→ EXERCISE DETAILS: For this task, every record below must be reproduced exactly.

→ DATA TO USE:
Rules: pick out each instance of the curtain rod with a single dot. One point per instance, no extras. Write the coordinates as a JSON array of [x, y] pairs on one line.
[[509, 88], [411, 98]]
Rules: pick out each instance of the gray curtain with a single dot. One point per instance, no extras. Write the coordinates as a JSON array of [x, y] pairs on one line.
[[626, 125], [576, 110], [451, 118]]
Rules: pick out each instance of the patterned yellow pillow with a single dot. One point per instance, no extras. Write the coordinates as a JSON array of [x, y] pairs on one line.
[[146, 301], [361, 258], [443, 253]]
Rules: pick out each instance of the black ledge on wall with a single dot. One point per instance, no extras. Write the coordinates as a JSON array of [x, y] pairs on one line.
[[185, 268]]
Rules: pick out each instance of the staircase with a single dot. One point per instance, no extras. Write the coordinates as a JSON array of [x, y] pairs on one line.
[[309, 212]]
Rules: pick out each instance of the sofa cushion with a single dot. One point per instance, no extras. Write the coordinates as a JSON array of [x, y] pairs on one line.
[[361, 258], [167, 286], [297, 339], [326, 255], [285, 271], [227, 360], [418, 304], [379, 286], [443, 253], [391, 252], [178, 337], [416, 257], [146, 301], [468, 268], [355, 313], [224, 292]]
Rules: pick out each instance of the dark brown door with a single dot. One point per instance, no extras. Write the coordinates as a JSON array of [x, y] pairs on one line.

→ EXERCISE SOLUTION:
Rules: pick out each instance of the curtain rod with a single dot. One point per instance, no extras. Write the coordinates as a JSON array of [x, y] pairs on one line.
[[509, 88], [411, 98]]
Rules: pick out each instance of the gray curtain with a single dot. One point per instance, no extras. Write the coordinates as a JSON array of [x, y] pairs on one line.
[[626, 125], [576, 110], [451, 118]]
Rules: pick out each instance of the patterned yellow pillow with a single dot. One point per instance, no extras. Write the coordinates as a JSON array of [x, y] pairs on one line.
[[146, 301], [361, 258], [443, 253]]
Rules: pick out each instance of the black ledge on wall with a single dot. One point per instance, no extras. Write the coordinates as a JSON array of [x, y] pairs on one line.
[[185, 268]]
Rules: pick out each instance of the staircase with a single dot. One point per instance, no extras. Write the coordinates as a JSON array of [x, y] pairs on one line.
[[309, 212]]
Rules: pick out each instance of the sofa cushion with a single dot. One point per instance, no extras. Write the coordinates as a JSON array of [x, y] pairs on one line.
[[361, 258], [167, 286], [297, 339], [326, 255], [285, 271], [227, 360], [418, 304], [379, 286], [443, 253], [391, 252], [178, 337], [416, 257], [146, 301], [468, 268], [355, 313], [224, 292]]
Rules: pick out each instance of the dark brown door with a single dot. One point per instance, no extras. Write the coordinates as a JSON array of [x, y] pairs on one line.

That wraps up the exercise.